• _EXERCICE COURT 1_: D'après la critique consacrée à Jean-Marie Messier, quel éditeur a publié « Messier Story » ?
• _EXERCICE COURT 2_: Traduisez en anglais la phrase suivante, tirée de la critique consacrée à Jean-Marie Messier : « Jean-Marie Messier et Vivendi Universal auront marqué la rentrée littéraire des essais et documents. »
• _EXERCICE COURT 3_: Reprenez la critique consacrée à Jean-Marie Messier là où elle s'arrête et poursuivez sa rédaction.

• _TEXTE DONNÉ_:
- - -

Messier Story et Le Maître des illusions. L’Ascension et la Chute de Jean-Marie Messier

Messier Story. Pierre Briançon, Grasset, 2002, 413 p. et Le Maître des illusions. L’Ascension et la Chute de Jean-Marie Messier. William Emmanuel, Economica, 2002, 320 p.



Jean-Marie Messier et Vivendi Universal auront marqué la rentrée littéraire des essais et documents. Le texte de Pierre Briançon (davantage articulé sur le personnage Messier que sur le groupe auquel il a donné naissance) met habilement en lumière les éléments du parcours personnel du patron de VU qui pourraient aider à comprendre la situation présente ; en résumé, la leçon essentielle est claire : l’esprit de caste (du style ENA et inspection des finances) a peut-être tué l’esprit de patriotisme économique.

- - -

• _Entrées de données collectées_:
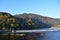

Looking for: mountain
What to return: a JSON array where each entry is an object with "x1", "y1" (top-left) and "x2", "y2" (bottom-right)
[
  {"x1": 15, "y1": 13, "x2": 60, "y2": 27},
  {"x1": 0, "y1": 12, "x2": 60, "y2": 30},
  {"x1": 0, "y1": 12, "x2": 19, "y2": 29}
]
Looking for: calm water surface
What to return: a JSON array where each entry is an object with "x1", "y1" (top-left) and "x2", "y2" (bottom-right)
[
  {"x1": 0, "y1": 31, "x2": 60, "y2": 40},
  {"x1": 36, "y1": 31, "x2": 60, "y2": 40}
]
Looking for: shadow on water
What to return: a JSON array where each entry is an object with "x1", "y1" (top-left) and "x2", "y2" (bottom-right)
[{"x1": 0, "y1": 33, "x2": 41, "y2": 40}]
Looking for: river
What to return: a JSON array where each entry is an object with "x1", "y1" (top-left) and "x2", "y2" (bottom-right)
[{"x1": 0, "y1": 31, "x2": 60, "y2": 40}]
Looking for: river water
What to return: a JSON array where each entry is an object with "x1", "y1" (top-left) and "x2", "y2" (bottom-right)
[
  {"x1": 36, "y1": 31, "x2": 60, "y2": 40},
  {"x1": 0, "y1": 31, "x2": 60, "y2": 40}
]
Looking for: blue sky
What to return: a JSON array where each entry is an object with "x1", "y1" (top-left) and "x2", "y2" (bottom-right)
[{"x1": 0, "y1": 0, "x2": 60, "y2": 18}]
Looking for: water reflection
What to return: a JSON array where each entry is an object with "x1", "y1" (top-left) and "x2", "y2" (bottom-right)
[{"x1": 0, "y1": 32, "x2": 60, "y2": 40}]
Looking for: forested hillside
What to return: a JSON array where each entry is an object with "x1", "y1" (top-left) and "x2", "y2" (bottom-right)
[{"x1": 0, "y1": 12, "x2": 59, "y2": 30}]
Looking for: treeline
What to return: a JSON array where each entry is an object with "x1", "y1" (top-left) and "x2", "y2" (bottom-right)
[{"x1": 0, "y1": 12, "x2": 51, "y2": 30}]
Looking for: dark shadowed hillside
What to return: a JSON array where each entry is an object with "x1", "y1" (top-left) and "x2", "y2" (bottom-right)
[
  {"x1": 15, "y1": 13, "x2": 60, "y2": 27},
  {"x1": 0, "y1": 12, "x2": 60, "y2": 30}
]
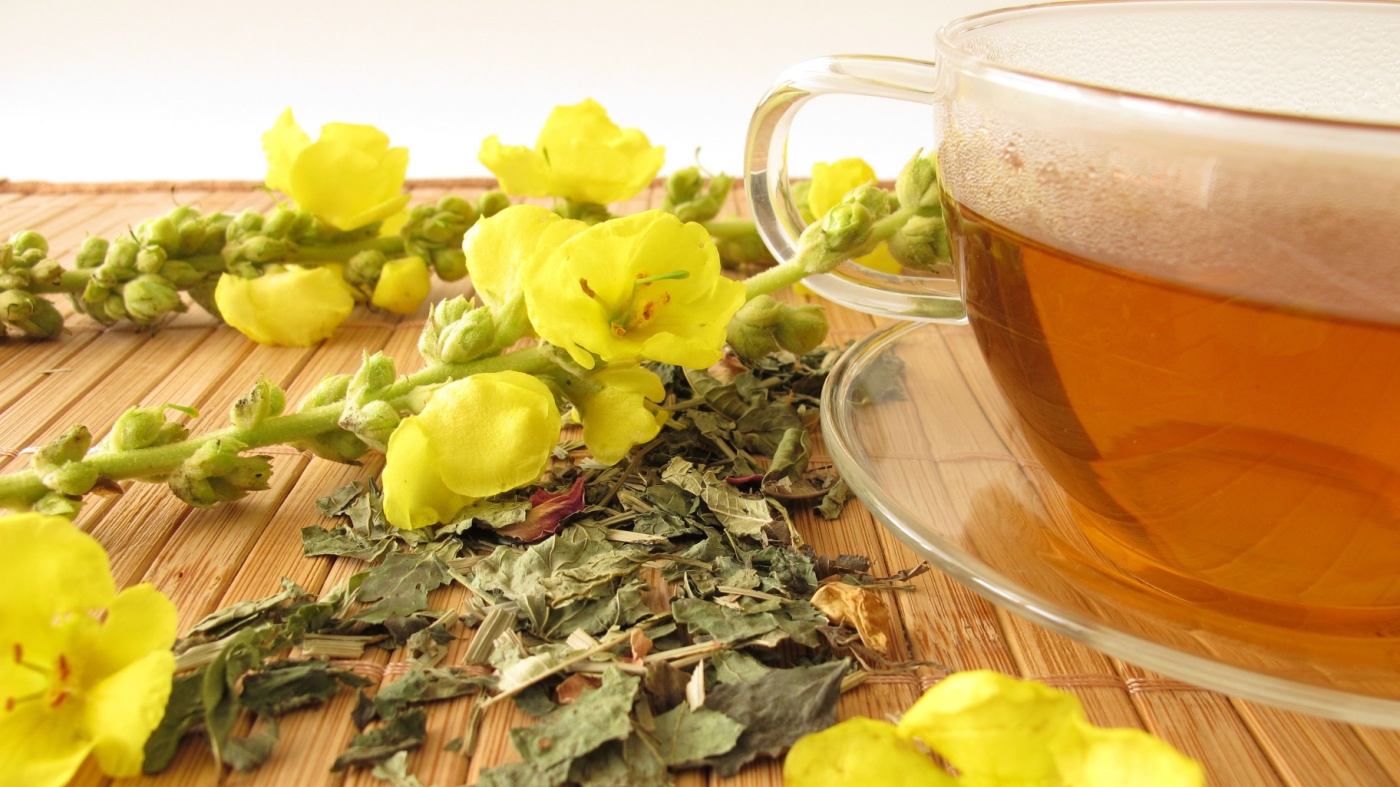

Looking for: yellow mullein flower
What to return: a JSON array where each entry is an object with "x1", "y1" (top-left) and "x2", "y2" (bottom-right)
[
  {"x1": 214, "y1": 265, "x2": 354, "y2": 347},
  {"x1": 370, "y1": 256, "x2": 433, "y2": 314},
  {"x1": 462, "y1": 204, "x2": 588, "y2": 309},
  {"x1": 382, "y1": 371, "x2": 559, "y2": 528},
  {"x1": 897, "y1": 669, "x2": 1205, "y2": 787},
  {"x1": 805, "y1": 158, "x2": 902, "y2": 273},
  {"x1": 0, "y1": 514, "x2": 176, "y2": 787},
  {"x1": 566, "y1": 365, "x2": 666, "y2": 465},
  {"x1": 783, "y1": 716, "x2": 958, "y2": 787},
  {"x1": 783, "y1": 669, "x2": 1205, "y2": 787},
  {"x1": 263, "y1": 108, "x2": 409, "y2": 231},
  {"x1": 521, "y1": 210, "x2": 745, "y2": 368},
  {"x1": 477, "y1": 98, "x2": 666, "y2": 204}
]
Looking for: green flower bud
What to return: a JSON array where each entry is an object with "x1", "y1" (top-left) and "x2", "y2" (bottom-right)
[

- - -

• _RÉPONSE 1_: Grasset.

• _RÉPONSE 2_: Jean-Marie Messier and Vivendi Universal will have left their mark on the fall publishing season for essays and documents.

• _RÉPONSE 3_:
A cet égard, les analyses sociologiques de l’auteur ayant trait aux conditions de formation des élites managériales méritent l’attention et permettraient d’initier d’intéressants débats. Il en va de même pour les réflexions liées à l’histoire du capitalisme français et de ses structures singulières (qui ne méritent pas une condamnation sans appel : le cas des participations croisées en constitue un bon exemple).

Avec l’ouvrage de William Emmanuel, on change notablement de dimension. Ce dernier se focalise moins sur un homme que sur un groupe. Emmanuel pose en réalité la question suivante : le projet d’édifier un « Media Mogul » (un groupe multinational de communication) était-il raisonnable et, surtout, compatible avec une structure de conglomérat multipliant les acquisitions ?

Face à Ruppert Murdoch (News Corp), Steve Case et Gerald Levin (AOL Time Warner), Thomas Middlehoff (Bertelsmann) et John Malone (Liberty Media), quelle stratégie avait des chances de paraître pertinente ? Une dynamique de concentration injustifiée, incohérente ou mal pensée, peut se révéler catastrophique sur le plan financier et social. Au bout du compte, on aperçoit clairement l’impossibilité de pouvoir « empiler » les sociétés en négligeant la gestion opérationnelle de l’ensemble, en surestimant les synergies potentielles, et en occultant soigneusement les intérêts de puissance.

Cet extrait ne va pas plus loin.